— Consigne a —
Recopiez les lignes des données, depuis la toute première jusqu'à celle qui contient « point(867, 439) » incluse, consignes comprises. Multipliez chaque coordonnée des points donnés en réponse par 0,55 et arrondissez à l'entier, les demis vers le haut.

— Texte source —
- - -

Ce qui m’emmène à un autre objectif qui doit motiver nos décisions : l’efficacité. Et c’est à travers ce seul prisme que notre groupe s’oppose au déploiement de la vidéosurveillance dans nos rues.
Hasard du calendrier, Ouest-France consacrait aujourd’hui même une entrevue de Patrick Leseur, commissaire adjoint de Lorient, pour qui les caméras sont un « vrai atout pour les enquêtes ». À point nommé pour votre majorité. Alors, j’entends que cela peut faciliter le travail de la police a posteriori. C’est aussi ce que nous révélait Mme Gaudu, capitaine de police, lors du comité de vigilance sur la vidéosurveillance. Néanmoins, nous nous apprêtons à consacrer un budget de près de 500 000 € en 2022 en vue de la modernisation et de l’extension de notre réseau de caméras. Le ressenti est une chose, les études une autre…
Il se trouve justement qu’il y a à peine un mois est sortie une étude commandée par la gendarmerie et qui affirme, elle, que la vidéosurveillance est inefficace. Vous avez bien entendu : la gendarmerie. Pas un commentaire d’un média d’opinion, mais bien une enquête tout à fait sérieuse réalisée dans quatre communes de la région grenobloise. Celle-ci analysait 1939 enquêtes et concluait que seules 22 ont été élucidées grâce à la vidéosurveillance, soit 1,13 % des enquêtes. 1,13 % ! 500000 € pour une potentielle efficacité d’à peine plus d’1 % ? Et pour des études préalables à la réalisation du futur centre de supervision. Là encore, je ne veux pas caricaturer le débat M. Le Maire, j’ai visité le centre actuel et pu constater qu’on ne rigolait pas avec la vie privée. Néanmoins, l’étude dont je fais mention explique que « l’utilisation de la vidéosurveillance s’avère considérablement moins simple, naturelle et fluide que la culture populaire le laisse croire ». Une plaque floue, un zoom et hop, une piste. Sauf que ce n’est pas la réalité du terrain. Les experts à Loriangeles, ce n’est pas pour demain ! Cette étude estime que les caméras constituent des « ressources de preuves et d’indices peu rentables pour les enquêteurs ».

- - -

— Données d'entrée —

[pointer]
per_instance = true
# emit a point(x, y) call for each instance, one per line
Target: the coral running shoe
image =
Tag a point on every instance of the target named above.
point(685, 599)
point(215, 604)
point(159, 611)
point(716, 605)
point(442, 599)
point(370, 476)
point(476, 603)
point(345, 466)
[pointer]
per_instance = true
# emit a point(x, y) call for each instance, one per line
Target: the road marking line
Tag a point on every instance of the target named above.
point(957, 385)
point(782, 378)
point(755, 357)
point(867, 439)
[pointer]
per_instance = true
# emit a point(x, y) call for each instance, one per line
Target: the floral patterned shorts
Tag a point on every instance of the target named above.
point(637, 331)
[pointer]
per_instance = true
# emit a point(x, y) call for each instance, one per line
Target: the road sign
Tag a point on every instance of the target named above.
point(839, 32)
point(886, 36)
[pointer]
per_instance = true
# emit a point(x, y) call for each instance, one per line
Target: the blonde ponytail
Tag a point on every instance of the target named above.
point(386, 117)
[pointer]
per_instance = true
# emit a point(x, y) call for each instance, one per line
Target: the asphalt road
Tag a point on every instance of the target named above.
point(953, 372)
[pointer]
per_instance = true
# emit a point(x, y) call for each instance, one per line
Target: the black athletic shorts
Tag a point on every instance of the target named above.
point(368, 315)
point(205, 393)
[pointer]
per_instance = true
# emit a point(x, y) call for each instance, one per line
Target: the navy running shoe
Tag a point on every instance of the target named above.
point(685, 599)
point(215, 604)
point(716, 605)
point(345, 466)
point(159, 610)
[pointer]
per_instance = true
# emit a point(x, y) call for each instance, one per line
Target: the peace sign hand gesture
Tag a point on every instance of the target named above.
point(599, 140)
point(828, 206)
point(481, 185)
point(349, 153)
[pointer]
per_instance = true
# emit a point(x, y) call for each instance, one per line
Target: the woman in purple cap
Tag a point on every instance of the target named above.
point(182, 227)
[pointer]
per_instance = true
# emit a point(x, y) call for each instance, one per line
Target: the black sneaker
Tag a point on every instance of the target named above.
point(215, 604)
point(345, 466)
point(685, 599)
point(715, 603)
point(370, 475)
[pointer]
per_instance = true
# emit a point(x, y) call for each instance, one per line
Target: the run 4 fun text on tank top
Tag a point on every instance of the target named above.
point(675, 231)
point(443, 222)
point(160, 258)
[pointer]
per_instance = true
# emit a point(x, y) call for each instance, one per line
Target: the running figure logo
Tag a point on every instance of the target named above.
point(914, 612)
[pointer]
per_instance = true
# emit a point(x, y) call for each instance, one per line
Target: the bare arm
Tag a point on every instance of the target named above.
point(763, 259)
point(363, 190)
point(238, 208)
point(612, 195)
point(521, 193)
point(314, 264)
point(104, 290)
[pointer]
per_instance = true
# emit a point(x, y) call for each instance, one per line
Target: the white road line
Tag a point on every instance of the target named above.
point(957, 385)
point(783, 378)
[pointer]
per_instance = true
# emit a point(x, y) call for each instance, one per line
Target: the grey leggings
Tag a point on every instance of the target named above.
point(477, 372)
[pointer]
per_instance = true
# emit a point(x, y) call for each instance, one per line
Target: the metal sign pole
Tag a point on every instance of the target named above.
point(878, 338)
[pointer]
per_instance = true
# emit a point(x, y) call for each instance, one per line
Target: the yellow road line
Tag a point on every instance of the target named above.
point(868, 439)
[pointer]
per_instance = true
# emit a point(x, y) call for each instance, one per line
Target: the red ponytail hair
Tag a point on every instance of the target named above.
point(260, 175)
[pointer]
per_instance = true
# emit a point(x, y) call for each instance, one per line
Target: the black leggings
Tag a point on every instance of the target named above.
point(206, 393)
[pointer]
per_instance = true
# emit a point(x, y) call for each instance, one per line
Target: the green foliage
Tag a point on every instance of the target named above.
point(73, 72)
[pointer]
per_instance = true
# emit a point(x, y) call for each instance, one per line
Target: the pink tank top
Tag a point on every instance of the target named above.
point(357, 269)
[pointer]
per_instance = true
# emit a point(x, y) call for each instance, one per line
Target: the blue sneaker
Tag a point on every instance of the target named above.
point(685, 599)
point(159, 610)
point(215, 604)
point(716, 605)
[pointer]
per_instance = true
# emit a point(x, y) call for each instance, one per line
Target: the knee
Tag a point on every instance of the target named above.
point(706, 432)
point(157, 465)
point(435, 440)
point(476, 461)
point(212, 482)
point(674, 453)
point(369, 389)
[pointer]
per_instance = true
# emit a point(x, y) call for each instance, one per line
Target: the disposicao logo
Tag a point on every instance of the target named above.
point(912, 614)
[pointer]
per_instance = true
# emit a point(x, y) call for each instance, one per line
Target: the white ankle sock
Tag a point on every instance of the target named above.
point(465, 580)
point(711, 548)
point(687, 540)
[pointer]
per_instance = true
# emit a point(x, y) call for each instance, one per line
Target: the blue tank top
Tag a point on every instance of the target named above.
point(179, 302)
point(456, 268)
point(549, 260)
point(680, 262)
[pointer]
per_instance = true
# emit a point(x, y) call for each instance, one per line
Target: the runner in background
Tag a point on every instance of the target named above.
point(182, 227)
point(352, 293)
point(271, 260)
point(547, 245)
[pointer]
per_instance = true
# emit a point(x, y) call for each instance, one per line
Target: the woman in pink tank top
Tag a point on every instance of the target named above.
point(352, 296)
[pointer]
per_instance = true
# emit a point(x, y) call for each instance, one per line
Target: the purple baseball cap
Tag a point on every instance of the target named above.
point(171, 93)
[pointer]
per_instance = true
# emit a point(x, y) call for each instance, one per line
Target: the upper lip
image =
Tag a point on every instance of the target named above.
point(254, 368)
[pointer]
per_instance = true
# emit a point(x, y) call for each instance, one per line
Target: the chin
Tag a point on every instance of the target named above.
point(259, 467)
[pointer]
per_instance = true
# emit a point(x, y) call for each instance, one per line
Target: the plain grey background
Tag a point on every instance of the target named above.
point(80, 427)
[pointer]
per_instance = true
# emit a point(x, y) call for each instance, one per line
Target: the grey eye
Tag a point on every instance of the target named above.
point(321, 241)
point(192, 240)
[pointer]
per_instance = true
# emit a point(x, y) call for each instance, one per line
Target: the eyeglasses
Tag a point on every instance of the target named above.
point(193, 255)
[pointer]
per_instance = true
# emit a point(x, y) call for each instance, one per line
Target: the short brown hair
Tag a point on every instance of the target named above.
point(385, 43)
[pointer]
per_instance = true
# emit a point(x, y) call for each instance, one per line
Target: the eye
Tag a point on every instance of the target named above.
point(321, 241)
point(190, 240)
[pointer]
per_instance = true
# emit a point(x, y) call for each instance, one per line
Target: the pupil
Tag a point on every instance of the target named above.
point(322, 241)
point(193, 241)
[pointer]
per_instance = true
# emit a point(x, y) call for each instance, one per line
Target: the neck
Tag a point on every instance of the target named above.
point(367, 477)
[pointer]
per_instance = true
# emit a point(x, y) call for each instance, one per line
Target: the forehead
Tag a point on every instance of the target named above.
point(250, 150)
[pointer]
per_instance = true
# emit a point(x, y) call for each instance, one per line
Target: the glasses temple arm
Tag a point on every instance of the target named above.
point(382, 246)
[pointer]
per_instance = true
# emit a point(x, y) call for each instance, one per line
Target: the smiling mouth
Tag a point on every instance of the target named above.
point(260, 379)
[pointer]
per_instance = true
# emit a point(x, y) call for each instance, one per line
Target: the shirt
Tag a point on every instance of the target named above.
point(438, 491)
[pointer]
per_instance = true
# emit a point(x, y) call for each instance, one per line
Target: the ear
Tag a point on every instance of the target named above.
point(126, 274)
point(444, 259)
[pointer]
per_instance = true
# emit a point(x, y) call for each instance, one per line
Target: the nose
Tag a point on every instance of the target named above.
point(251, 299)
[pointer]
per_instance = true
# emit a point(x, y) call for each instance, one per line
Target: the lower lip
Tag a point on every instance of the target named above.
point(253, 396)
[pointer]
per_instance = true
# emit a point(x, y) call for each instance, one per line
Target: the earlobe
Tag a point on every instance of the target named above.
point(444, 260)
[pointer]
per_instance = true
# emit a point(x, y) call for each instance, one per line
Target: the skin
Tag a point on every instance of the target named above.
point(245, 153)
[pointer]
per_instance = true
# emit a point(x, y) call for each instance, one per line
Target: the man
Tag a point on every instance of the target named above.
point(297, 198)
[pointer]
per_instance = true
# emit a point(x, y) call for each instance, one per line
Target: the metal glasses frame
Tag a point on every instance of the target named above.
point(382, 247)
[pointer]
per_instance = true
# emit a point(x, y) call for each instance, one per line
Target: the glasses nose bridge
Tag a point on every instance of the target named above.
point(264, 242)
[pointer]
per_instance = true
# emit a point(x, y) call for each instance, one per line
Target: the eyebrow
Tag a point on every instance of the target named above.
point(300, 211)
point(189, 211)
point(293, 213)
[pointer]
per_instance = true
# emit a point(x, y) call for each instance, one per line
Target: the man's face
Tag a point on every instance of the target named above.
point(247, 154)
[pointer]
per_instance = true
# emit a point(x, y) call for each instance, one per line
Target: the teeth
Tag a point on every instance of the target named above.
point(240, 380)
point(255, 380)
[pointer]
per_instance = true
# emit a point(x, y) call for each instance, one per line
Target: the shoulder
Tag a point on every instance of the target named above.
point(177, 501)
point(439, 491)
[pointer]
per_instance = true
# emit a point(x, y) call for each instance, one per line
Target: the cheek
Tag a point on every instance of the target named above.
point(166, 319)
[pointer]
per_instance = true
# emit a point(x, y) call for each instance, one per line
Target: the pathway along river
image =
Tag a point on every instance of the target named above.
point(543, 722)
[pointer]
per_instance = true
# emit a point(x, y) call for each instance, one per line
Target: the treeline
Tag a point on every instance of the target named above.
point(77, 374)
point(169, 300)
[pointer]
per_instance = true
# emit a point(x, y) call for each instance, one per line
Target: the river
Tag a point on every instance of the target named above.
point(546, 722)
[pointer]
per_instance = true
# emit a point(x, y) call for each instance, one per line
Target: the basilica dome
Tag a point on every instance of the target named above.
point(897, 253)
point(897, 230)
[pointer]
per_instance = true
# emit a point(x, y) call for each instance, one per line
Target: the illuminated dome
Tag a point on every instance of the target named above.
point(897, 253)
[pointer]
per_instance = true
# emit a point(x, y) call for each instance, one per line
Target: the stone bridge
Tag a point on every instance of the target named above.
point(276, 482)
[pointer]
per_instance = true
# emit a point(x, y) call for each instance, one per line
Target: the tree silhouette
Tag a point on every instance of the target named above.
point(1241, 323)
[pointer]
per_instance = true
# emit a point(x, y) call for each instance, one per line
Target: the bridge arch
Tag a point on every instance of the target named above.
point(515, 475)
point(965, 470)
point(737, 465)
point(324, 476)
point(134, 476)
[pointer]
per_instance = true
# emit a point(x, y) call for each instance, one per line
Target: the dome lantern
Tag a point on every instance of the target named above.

- - -

— Consigne b —
Selon le texte source, combien d'enquêtes l'étude commandée par la gendarmerie a-t-elle analysées ?

— Réponse correcte a —
[pointer]
per_instance = true
# emit a point(x, y) call for each instance, one per line
Target: the coral running shoe
image =
Tag a point on every instance of the target named above.
point(377, 329)
point(118, 332)
point(87, 336)
point(394, 333)
point(243, 329)
point(204, 262)
point(262, 332)
point(190, 256)
[pointer]
per_instance = true
# emit a point(x, y) call for each instance, one per line
Target: the road marking line
Tag a point on every instance of the target named above.
point(526, 212)
point(430, 208)
point(415, 196)
point(477, 241)

— Réponse correcte b —
Elle en a analysé 1939.